§ Tâche à réaliser: Modifiez les données, du début jusqu'à la ligne contenant "column 371, row 399" incluse, en remplaçant "photo" par "image" sans toucher au reste. Ne reprenez pas les images dans la réponse.

§ Jeu de données:

::::

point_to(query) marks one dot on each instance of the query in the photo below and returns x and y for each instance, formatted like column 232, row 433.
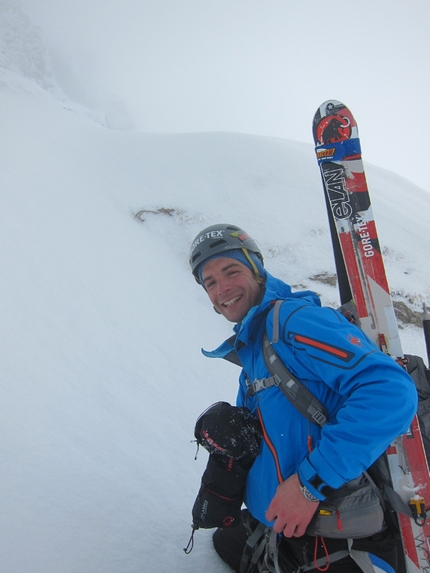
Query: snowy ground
column 102, row 324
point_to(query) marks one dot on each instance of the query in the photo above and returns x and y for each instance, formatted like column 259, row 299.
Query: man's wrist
column 306, row 493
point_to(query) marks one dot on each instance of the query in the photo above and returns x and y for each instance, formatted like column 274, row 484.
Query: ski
column 362, row 281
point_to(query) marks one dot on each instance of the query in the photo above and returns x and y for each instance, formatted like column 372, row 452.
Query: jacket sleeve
column 371, row 399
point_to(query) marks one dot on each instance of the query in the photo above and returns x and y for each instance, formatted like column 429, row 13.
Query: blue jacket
column 370, row 398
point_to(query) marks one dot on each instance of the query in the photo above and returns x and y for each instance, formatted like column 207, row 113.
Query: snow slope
column 101, row 322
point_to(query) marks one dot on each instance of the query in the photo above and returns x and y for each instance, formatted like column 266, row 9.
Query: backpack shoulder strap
column 292, row 388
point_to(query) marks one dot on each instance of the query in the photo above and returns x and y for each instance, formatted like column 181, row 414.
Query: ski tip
column 333, row 122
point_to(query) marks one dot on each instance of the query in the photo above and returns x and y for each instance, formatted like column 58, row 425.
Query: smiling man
column 369, row 398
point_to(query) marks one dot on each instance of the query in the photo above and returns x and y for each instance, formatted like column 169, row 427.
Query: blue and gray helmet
column 218, row 240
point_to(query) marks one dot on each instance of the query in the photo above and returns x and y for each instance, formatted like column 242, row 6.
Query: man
column 370, row 399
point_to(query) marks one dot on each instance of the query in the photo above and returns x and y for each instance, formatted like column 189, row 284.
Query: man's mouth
column 232, row 301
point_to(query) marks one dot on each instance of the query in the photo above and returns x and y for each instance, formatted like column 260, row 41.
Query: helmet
column 218, row 239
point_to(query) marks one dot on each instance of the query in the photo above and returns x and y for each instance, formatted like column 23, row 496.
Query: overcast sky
column 252, row 66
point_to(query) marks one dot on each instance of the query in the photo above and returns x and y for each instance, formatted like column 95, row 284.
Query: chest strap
column 296, row 392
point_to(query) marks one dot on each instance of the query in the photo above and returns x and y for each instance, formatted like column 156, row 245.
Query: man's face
column 231, row 286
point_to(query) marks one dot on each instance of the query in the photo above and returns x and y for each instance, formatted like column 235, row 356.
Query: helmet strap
column 253, row 265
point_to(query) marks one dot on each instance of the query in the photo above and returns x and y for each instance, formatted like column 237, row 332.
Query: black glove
column 232, row 437
column 230, row 431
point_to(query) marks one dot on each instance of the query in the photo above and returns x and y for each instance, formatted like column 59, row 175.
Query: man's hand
column 290, row 510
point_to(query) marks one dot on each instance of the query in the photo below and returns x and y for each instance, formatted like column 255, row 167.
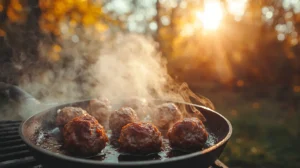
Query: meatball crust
column 100, row 109
column 66, row 114
column 139, row 105
column 140, row 138
column 84, row 136
column 120, row 118
column 188, row 134
column 165, row 115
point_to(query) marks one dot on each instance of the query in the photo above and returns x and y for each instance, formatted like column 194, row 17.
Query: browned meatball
column 66, row 114
column 188, row 134
column 120, row 118
column 139, row 105
column 100, row 109
column 140, row 138
column 165, row 115
column 84, row 136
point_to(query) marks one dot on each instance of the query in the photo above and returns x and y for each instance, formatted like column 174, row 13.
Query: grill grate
column 13, row 151
column 15, row 154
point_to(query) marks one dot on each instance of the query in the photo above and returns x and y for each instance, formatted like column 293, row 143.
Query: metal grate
column 13, row 151
column 15, row 154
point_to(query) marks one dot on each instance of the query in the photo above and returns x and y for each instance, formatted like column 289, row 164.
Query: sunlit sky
column 210, row 18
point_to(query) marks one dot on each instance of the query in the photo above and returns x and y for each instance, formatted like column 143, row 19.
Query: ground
column 265, row 127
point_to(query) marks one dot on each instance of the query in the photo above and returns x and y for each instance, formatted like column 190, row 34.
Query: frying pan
column 218, row 126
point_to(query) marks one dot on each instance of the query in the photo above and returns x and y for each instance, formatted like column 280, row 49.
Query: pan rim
column 127, row 163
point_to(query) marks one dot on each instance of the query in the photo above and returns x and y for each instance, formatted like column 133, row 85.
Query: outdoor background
column 244, row 55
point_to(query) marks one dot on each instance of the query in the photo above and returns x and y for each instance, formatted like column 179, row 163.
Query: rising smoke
column 125, row 66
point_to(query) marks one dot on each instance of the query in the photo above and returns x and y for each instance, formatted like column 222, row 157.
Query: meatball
column 100, row 109
column 165, row 115
column 84, row 136
column 140, row 138
column 188, row 134
column 120, row 118
column 66, row 114
column 140, row 105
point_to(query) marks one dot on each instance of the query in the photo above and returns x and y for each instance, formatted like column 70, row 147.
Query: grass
column 266, row 131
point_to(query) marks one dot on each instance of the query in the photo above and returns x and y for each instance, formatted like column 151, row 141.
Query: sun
column 211, row 16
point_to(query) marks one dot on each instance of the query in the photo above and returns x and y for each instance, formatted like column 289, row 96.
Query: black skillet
column 43, row 138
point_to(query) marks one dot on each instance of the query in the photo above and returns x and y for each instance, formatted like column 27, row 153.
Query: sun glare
column 211, row 16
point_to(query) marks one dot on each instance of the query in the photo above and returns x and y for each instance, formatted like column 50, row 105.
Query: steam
column 127, row 65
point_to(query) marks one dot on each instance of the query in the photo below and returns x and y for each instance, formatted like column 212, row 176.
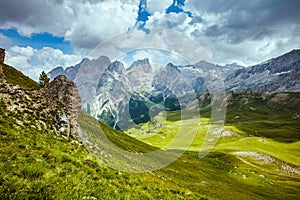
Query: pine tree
column 44, row 80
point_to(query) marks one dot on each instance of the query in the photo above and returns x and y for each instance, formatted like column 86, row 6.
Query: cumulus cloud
column 232, row 30
column 32, row 61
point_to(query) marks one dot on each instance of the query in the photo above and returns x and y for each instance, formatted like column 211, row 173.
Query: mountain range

::::

§ Résultat obtenu:
point_to(query) marks one dot on each instance of the query in the image below and returns x and y for each instance, formatted like column 232, row 433.
Query: snowy ground
column 102, row 324
point_to(query) marks one dot on each instance of the query in the image above and returns x and y for each instance, formatted like column 259, row 299.
Query: man's wrist
column 306, row 493
point_to(query) marks one dot on each instance of the query in the image above and returns x and y for each instance, formatted like column 274, row 484.
Query: ski
column 362, row 281
point_to(query) marks one dot on each instance of the query in the image above and returns x and y for each instance, formatted like column 372, row 452.
Query: jacket sleeve
column 371, row 399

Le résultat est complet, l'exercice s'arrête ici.